What you have to do ▸
Reproduce every line of the listing as written, apart from the pictures.

Data ▸
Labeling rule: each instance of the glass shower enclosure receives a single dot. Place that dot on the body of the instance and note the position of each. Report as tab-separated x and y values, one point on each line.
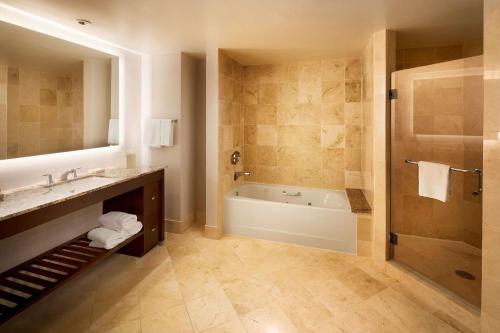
437	116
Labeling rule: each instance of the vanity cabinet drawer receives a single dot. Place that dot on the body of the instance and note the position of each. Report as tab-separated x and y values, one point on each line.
151	230
152	198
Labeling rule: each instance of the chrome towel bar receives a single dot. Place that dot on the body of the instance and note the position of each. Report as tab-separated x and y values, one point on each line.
477	172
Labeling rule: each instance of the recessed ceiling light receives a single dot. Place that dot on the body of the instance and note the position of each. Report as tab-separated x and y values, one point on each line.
83	22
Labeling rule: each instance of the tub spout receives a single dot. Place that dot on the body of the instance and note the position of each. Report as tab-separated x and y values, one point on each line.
238	174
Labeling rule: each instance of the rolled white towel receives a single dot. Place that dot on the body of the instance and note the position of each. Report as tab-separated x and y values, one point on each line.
132	230
105	238
119	221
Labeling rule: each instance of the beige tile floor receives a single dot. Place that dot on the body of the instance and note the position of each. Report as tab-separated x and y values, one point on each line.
193	284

Reply to the exercise ▸
Labeling rule: each instance of the glass shower enclosure receives a single dot. Place that dot on the body of the instance and note the position of each. Report as tab-separated x and y values, one point on each line.
437	116
Labeling rule: each instance of the vanity cabinet drawer receives a single dot. Place that dot on the body of the instance and note the position of each. Report as tab-separated x and y values, one point on each line.
151	230
152	198
Labeling rule: each instance of the chrome towel bar receives a single dot. Place that dot on the body of the instance and note the position of each. Report as tab-separated x and y values, one point on each line.
477	172
Labeling rule: each instance of the recessed ceiling light receives a single dot. Place that dot on the body of the instance and note the position of each. Report as tab-separated x and y values, one point on each line.
83	22
Labeling rule: each instance of the tub spout receives a single dot. Place that dot on the body of the instance and note the position of each. Report as tab-separated x and y values, one point on each line.
238	174
Labeling rule: each instance of the rolled white towel receives a single dot. Place that dot on the body of the instance and note the position of each. Report as tab-separated x and y values, one point on each line.
132	230
105	238
119	221
Labeling rule: each instance of the beige tile floor receives a single dot. Place that dot on the body of the instance and note the position of each. Report as tab-separated x and y values, one point on each line.
193	284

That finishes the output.